BRIEF:
Restate the entries word for word, leaving nothing out.

(Beginning of MATERIAL PROVIDED)

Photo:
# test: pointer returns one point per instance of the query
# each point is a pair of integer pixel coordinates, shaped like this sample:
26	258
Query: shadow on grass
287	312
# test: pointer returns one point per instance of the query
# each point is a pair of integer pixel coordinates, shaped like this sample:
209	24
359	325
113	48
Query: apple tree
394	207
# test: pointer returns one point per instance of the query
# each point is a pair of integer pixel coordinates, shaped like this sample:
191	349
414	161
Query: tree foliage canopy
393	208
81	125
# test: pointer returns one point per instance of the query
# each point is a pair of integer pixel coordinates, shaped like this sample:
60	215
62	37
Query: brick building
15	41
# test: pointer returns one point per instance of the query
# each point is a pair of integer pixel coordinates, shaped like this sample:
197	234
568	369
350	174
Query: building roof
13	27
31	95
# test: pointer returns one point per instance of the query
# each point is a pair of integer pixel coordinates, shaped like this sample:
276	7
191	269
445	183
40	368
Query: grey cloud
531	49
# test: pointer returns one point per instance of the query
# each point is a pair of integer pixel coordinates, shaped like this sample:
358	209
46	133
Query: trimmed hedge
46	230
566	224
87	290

(End of MATERIAL PROVIDED)

WRITTEN ANSWER:
Photo:
# test: pointer returns one point per instance of the query
# each point is a pair of integer pixel coordinates, shaped like this sample:
26	258
Query: shadow on grass
287	312
# test: pointer returns one point per instance of the query
# each point is a pair of integer pixel coordinates, shaped like this sample:
209	24
359	325
113	48
Query: apple tree
394	207
# test: pointer returns one point per instance of the query
# each point is a pair of integer pixel coordinates, shaped like this sample:
191	349
414	161
Query: tree foliage canopy
393	208
81	125
# test: pointer returns one point per instance of the query
# each point is a pair of integer pixel coordinates, shaped like this sample:
60	215
62	37
Query: brick building
15	41
# test: pointer returns one point per instance of the query
# each point is a pair of integer pixel coordinates, shaped like this sample:
197	234
568	369
350	174
Query: building roof
13	27
31	95
# test: pointer returns one point per instance of the query
# each point is a pair of integer pixel coordinates, shaped like this sample:
276	7
191	269
445	183
40	368
Query: grey cloud
531	49
# test: pointer returns one point per instance of the query
# each point is a pair of integer pixel coordinates, shaped like this sample:
358	209
46	133
Query: trimmed hedge
46	230
566	224
87	290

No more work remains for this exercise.